AIM OF THE EXERCISE - Pull out each row below that contains the string "region", treating uppercase and lowercase as different.

INPUT MATERIAL -
╔══

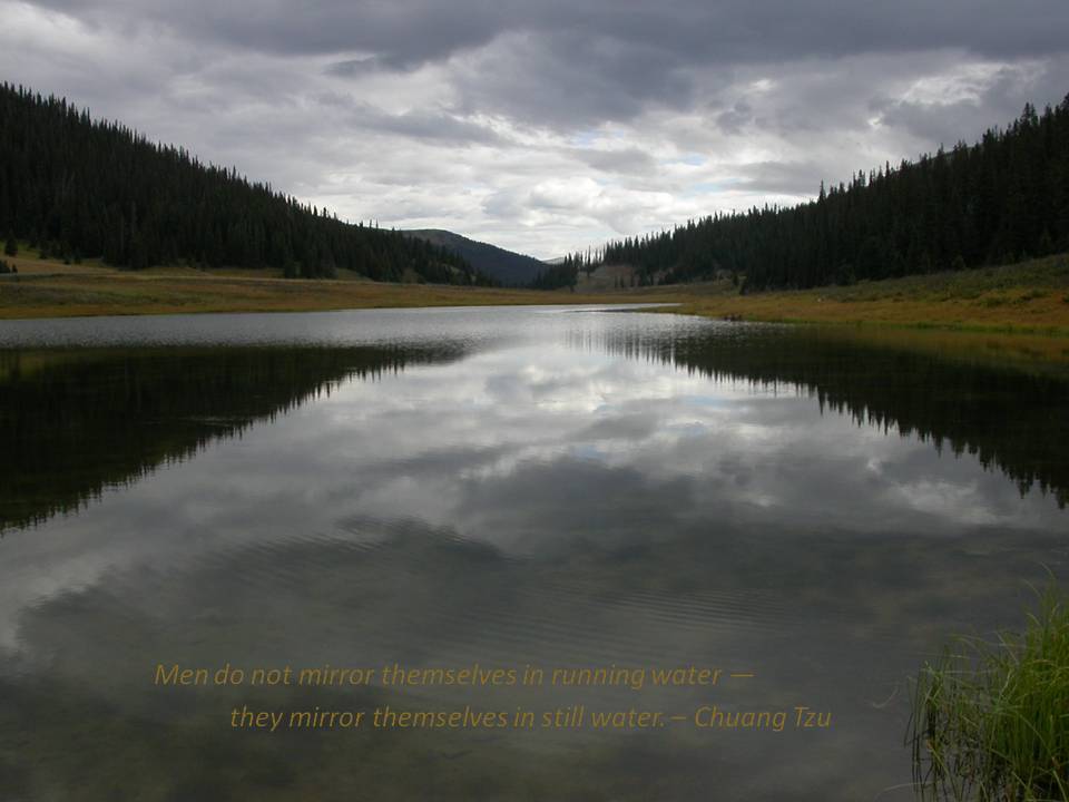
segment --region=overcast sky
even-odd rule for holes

╚══
╔══

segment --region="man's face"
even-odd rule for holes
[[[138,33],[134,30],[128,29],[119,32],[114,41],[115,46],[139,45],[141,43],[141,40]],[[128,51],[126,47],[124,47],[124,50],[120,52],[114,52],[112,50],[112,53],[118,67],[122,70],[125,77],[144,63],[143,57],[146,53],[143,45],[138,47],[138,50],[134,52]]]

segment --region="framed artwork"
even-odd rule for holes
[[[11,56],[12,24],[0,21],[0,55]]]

╚══
╔══

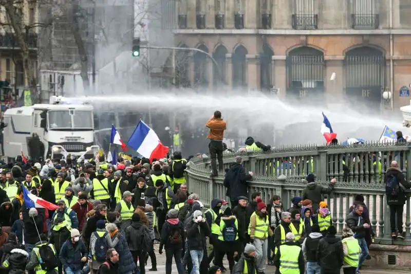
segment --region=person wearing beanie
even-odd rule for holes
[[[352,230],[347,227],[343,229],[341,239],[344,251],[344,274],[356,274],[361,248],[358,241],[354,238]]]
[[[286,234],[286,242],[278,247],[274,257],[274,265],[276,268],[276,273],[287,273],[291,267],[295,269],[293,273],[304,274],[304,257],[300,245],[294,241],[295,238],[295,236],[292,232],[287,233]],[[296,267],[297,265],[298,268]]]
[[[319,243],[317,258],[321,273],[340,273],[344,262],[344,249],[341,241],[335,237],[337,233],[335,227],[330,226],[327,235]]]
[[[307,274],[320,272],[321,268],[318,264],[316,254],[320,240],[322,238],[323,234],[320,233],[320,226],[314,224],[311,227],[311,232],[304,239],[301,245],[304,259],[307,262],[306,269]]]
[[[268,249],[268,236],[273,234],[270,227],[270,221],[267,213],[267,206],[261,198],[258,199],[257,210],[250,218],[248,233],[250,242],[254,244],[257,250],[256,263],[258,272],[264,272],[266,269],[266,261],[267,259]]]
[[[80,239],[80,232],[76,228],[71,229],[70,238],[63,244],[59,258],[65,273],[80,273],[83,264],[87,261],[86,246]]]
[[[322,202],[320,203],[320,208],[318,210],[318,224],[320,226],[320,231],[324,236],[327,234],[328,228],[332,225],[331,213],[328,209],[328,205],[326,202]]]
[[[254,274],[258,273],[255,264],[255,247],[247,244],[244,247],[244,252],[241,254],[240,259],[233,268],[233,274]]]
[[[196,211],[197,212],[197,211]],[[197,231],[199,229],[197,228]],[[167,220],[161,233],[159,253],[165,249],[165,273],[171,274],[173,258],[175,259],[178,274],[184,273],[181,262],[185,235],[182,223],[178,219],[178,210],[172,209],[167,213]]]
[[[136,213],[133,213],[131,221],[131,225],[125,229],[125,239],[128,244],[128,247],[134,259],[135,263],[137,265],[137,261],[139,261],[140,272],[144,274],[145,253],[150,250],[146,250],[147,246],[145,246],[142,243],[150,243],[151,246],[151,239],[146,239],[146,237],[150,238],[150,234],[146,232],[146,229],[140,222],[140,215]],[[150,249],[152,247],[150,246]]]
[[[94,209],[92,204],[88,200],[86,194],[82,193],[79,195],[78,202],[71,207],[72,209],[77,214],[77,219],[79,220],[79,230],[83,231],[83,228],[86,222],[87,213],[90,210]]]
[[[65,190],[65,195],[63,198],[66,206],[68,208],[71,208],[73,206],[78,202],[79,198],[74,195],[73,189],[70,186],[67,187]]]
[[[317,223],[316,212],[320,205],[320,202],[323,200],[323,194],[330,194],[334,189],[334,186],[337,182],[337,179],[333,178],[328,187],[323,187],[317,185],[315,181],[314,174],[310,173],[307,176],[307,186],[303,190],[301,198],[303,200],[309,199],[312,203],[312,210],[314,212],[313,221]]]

╚══

WRITTEN SOLUTION -
segment --region=overcast sky
segment --region="man's face"
segment --region="framed artwork"
segment --region=person wearing beanie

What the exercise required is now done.